[TEXT EXTRACT]
--- START ---

2

I want a user to be able to submit a url, and then display that url to other users as a link.

If I naively redisplay what the user submitted, I leave myself open to urls like

http://somesite.com' ><script>[any javacscript in here]</script>

that when I redisplay it to other users will do something nasty, or at least something that makes me look unprofessional for not preventing it.

Is there a library, preferably in java, that will clean a url so that it retains all valid urls but weeds out any exploits/tomfoolery?

Thanks!

Bruce
  • 1,042
  • 2
  • 17
  • 28
  • Have a look [here](http://stackoverflow.com/a/4605816/1225328). – sp00m Aug 30 '12 at 10:05
  • you want URLEncoding or you don't want to display the whole URL ??? – Harmeet Singh Aug 30 '12 at 10:06
  • This question asks for a **valid URL regular expression: http://stackoverflow.com/questions/161738/what-is-the-best-regular-expression-to-check-if-a-string-is-a-valid-url **. The answers are helpful. You'd simply need to create a regular expression matcher in java – Redandwhite Aug 30 '12 at 11:01

3 Answers3

3

I think what you are looking for is output encoding. Have a look at OWASP ESAPI which is tried and tested way to perform encoding in Java.

Also, just a suggestion, if you want to check if a user is submitting malicious URL, you can check that against Google malware database. You can use SafeBrowing API for that.

josh-cain
  • 4,466
  • 4
  • 32
  • 53
gauravphoenix
  • 2,386
  • 3
  • 22
  • 32
3

URLs having ' in are perfectly valid. If you are outputting them to an HTML document without escaping, then the problem lies in your lack of HTML-escaping, not in the input checking. You need to ensure that you are calling an HTML encoding method every time you output any variable text (including URLs) into an HTML document.

Java does not have a built-in HTML encoder (poor show!) but most web libraries do (take your pick, or write it yourself with a few string replaces). If you use JSTL tags, you get escapeXml to do it for free by default:

<a href="<c:out value="${link}"/>">ok</a>

Whilst your main problem is HTML-escaping, it is still potentially beneficial to validate that an input URL is valid to catch mistakes - you can do that by parsing it with new URL(...) and seeing if you get a MalformedURLException.

You should also check that the URL begins with a known-good protocol such as http:// or https://. This will prevent anyone using dangerous URL protocols like javascript: which can lead to cross-site-scripting as easily as HTML-injection can.

Community
  • 1
  • 1
bobince
  • 498,320
  • 101
  • 621
  • 807
1

You can use apache validator URLValidator

UrlValidator urlValidator = new UrlValidator(schemes);
if (urlValidator.isValid("http://somesite.com")) {
   //valid
}
Eduard
  • 3,018
  • 1
  • 19
  • 28

--- END ---

[TASK REQUIREMENTS]
A - In the forum thread on cleaning user-submitted URLs, which exception does one answer say to watch for when parsing a URL with new URL(...)?
B - Translate this sentence from the forum thread on cleaning user-submitted URLs into Spanish: "You should also check that the URL begins with a known-good protocol such as http:// or https://."

[DATA SEGMENT]
--- START ---

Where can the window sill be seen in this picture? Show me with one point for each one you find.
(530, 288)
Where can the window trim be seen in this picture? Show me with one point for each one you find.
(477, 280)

--- END ---

[PROBLEM SOLUTIONS]
A - MalformedURLException

B - También deberías comprobar que la URL comienza con un protocolo conocido y seguro, como http:// o https://.